On Wed, 20 Apr 2005, Patrick W. Gilmore wrote:
And I can show that if you give a pig wings....
I suppose IF a pig had wings, indeed, it *would* fly. But pigs aren't growing winglets. However, there are two relevant facts here: 1) People are starting to deploy PPLB. 2) People are starting to use TCP DNS
Look, it breaks in certain situations. But anycast implementations of TCP apps have worked "well" for a decade now. Deal with the fact that not only do people use it, but users don't notice it.
Or don't. No one here cares if you do. Reality trumps lab tests.
"Reality" for the last ten years has been that no one did either PPLB or TCP DNS. That reality is changing. It'll probably start to change faster, sooner. Then, users will start to notice the problems.
But caching servers are usually setup to load balance. Usually, the servers with the same IP address share an ethernet along with multiple routers. So the packets are switched on essentially a per-packet basis. Or possibly a per-arp basis that alters the MAC-based-forwarding behavior of a switch. This is fairly fine grained load balancing.

» Tasks to perform:
1. In the anycast post, can you rewrite the part that opens with the words containing "On Wed, 20 Apr" and closes with "notice the problems.", swapping "PPLB" for "per-packet load balancing"?
2. According to the anycast post, how long have anycast implementations of TCP apps worked "well"?
Nothing asked here depends on the records.

» Provided records:
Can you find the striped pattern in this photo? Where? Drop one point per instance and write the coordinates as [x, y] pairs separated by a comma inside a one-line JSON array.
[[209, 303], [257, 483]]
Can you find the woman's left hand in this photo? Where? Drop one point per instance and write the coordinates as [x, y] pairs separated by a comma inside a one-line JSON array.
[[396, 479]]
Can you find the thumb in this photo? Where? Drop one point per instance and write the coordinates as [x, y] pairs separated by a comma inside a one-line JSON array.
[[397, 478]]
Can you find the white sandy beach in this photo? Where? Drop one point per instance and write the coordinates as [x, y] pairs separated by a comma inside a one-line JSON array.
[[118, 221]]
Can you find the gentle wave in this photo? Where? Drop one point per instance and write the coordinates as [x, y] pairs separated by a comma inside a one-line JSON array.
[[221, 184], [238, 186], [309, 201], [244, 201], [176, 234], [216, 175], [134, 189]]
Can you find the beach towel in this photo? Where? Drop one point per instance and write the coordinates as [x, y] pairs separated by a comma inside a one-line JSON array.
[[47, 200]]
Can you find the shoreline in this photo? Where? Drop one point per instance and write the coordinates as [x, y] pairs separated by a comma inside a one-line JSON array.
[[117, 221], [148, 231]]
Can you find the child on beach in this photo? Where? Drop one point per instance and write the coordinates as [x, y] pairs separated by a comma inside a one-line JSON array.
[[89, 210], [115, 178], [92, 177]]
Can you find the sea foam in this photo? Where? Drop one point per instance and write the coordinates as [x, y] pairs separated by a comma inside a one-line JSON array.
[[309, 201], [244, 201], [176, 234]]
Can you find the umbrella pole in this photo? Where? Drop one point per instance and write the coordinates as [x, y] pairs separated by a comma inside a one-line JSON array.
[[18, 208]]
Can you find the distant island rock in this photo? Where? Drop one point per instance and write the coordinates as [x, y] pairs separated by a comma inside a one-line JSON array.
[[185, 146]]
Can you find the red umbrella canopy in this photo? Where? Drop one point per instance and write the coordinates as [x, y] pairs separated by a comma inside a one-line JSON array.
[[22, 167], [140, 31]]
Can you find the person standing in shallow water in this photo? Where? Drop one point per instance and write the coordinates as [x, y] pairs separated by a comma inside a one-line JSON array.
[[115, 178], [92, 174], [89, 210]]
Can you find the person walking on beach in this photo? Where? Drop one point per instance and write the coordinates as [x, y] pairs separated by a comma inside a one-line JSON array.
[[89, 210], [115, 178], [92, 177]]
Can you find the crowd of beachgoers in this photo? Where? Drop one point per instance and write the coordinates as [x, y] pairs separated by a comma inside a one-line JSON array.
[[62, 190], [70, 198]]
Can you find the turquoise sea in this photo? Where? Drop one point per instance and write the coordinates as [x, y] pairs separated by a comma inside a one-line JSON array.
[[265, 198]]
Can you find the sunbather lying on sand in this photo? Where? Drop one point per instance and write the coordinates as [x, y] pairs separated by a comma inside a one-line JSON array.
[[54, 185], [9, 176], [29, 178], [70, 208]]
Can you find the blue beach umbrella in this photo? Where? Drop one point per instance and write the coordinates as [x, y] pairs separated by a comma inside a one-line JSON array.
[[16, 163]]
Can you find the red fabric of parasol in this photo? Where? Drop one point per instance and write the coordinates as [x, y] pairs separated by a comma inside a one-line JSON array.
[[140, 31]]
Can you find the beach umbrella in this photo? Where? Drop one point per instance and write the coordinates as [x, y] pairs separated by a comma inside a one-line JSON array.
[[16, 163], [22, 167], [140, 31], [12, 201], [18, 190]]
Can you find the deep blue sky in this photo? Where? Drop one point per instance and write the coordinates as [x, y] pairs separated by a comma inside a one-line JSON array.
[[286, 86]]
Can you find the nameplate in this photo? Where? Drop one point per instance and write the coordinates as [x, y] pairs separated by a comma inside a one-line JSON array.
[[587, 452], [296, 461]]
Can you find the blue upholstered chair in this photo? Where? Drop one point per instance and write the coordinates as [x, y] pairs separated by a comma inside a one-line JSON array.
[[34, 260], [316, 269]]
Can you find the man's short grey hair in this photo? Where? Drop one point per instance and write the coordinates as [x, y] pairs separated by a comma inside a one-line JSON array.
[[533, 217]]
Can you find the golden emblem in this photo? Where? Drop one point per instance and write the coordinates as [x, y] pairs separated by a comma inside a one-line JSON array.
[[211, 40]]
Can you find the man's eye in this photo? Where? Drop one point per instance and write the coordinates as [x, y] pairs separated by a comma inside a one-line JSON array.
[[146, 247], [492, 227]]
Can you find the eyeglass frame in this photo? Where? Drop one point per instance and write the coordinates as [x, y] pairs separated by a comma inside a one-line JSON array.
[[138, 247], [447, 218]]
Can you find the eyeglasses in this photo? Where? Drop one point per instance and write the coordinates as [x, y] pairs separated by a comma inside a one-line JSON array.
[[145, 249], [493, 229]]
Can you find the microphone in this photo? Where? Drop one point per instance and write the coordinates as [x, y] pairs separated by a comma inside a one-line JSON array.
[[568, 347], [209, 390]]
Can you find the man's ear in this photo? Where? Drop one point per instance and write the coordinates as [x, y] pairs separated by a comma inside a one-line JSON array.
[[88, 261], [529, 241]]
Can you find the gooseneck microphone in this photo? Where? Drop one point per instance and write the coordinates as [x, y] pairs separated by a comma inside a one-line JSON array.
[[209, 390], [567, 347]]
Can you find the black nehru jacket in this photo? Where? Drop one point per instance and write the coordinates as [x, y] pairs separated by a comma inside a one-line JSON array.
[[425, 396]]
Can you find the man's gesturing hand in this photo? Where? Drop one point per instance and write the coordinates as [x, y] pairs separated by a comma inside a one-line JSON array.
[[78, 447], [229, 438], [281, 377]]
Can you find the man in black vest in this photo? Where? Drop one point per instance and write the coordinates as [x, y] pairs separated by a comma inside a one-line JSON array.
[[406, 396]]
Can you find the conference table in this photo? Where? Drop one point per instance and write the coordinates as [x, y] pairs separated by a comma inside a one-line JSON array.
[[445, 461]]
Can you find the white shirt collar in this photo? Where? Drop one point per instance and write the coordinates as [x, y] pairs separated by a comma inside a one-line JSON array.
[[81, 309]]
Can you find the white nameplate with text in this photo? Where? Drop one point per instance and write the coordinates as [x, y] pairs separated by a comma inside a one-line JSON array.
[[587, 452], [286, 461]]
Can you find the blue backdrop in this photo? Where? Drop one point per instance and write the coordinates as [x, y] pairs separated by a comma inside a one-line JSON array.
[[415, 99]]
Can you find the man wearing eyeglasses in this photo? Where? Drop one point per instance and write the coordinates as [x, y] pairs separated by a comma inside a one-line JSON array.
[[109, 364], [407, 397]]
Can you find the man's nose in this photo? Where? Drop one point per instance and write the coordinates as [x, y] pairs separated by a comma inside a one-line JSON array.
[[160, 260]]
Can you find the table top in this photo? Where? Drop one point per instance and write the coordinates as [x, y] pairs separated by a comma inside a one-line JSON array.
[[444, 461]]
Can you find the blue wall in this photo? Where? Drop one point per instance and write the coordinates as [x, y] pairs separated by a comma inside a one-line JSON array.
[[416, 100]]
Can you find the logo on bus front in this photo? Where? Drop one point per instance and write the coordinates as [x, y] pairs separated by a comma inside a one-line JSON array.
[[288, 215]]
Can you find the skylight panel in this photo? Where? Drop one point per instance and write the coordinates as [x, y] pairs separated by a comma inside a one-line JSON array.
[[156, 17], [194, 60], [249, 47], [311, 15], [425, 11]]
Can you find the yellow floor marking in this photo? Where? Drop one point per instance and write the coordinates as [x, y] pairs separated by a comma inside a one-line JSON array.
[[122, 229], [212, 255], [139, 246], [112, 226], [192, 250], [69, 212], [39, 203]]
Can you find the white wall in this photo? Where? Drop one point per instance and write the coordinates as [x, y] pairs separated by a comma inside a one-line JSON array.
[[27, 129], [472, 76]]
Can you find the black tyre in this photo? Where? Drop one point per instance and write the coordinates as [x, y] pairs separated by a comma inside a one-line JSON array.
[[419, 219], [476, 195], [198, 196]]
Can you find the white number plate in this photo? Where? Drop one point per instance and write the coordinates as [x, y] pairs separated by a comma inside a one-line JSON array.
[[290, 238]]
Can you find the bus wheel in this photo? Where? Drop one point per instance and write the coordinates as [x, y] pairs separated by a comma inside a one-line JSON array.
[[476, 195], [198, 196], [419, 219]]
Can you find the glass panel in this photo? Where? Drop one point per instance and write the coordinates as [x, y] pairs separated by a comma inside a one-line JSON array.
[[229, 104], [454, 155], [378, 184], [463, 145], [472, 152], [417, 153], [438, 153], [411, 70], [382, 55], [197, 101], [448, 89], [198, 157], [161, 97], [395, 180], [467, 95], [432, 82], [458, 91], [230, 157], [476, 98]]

» Complete answers:
1.
On Wed, 20 Apr 2005, Patrick W. Gilmore wrote:
And I can show that if you give a pig wings....
I suppose IF a pig had wings, indeed, it *would* fly. But pigs aren't growing winglets. However, there are two relevant facts here: 1) People are starting to deploy per-packet load balancing. 2) People are starting to use TCP DNS
Look, it breaks in certain situations. But anycast implementations of TCP apps have worked "well" for a decade now. Deal with the fact that not only do people use it, but users don't notice it.
Or don't. No one here cares if you do. Reality trumps lab tests.
"Reality" for the last ten years has been that no one did either per-packet load balancing or TCP DNS. That reality is changing. It'll probably start to change faster, sooner. Then, users will start to notice the problems.

2. For a decade.